• _Work order_
Revise the passage of the article on the inmate hospital bill starting at "Shannon said the" and ending at "dropped the matter.", swapping "back-and-forth" for "wrangling".

• _Passage to read_

N.D. county to pay part of inmate billGREAT FALLS, Mont. (AP) — A yearlong dispute between two counties in neighboring states has come to an end, with officials in North Dakota agreeing to pay part of the hospital bill of a fugitive who was arrested in Montana.
By: Associated Press, The Jamestown Sun
GREAT FALLS, Mont. (AP) — A yearlong dispute between two counties in neighboring states has come to an end, with officials in North Dakota agreeing to pay part of the hospital bill of a fugitive who was arrested in Montana.
The Great Falls Tribune reported that commissioners in Montana’s Cascade County approved the settlement with Burleigh County in North Dakota on Friday.
The dispute began in 2011, when Thomas William Meloy walked into a Great Falls jail and said he was wanted in North Dakota for charges including passing bad checks.
Shortly after he was taken into custody, he began to complain of serious medical issues and was hospitalized, with a bill of about $25,000.
The Montana law says if a person is a fugitive of justice from an out-of-state jurisdiction the cost of holding them, pending extradition, needs to be paid by the out-of-state jurisdiction.
Cascade County Deputy Attorney Carey Ann Shannon said that cost includes medical expenses.
“The statute is available for us, and we certainly made an attempt to try to use it,” Shannon said. “No reason for the local taxpayers to have to foot a bill for somebody who’s not a fugitive here. So we certainly wanted as much contribution to that debt as we could (get).”
When Meloy was taken into custody, he was wanted in several jurisdictions, including Burleigh County. The county had a “no bond” hold on Meloy, meaning they didn’t want him released on bond.
After his hospitalization, Meloy waived extradition and Burleigh County officials drove to pick him up in Great Falls.
Cascade County sent the $24,587 medical and detention bill to Burleigh County officials, but they refused to pay the bill.
Shannon said the officials in North Dakota believed the Montana law was unconstitutional, leading to a year of legal back-and-forth between the two jurisdictions.
Under the settlement agreement, Burleigh County didn’t admit it owed anything, but agreed to pay $9,220 if Cascade County dropped the matter.

Point-per-instance localization records:
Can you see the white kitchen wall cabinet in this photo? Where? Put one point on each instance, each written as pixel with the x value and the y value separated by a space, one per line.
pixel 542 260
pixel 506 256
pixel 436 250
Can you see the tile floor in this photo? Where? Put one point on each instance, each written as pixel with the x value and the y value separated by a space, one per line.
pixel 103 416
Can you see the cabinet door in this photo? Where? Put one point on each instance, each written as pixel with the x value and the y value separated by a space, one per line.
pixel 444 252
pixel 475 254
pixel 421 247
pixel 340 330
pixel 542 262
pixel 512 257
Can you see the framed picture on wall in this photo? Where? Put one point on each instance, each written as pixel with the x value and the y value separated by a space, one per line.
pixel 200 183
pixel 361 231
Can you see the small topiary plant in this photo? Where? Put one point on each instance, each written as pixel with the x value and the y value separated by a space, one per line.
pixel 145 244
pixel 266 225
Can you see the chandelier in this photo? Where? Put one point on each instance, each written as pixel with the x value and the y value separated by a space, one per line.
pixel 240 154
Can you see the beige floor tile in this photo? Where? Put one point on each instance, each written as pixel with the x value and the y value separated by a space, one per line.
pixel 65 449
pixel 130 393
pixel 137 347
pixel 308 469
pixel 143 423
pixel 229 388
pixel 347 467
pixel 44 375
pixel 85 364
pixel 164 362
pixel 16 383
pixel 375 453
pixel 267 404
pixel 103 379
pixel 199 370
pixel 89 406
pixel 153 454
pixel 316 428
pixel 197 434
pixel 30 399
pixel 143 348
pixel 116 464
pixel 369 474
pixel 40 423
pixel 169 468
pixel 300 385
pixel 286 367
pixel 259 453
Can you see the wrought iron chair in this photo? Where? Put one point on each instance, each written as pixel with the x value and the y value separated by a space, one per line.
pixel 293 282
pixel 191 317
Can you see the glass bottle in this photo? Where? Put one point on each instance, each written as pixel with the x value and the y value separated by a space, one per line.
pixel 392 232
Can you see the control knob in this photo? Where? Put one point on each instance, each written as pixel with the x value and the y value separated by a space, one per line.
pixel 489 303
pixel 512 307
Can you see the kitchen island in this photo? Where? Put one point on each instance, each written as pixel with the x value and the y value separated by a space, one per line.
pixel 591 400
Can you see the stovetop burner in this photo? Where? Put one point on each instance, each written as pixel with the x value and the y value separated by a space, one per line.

• _Completed exercise_
Shannon said the officials in North Dakota believed the Montana law was unconstitutional, leading to a year of legal wrangling between the two jurisdictions.
Under the settlement agreement, Burleigh County didn’t admit it owed anything, but agreed to pay $9,220 if Cascade County dropped the matter.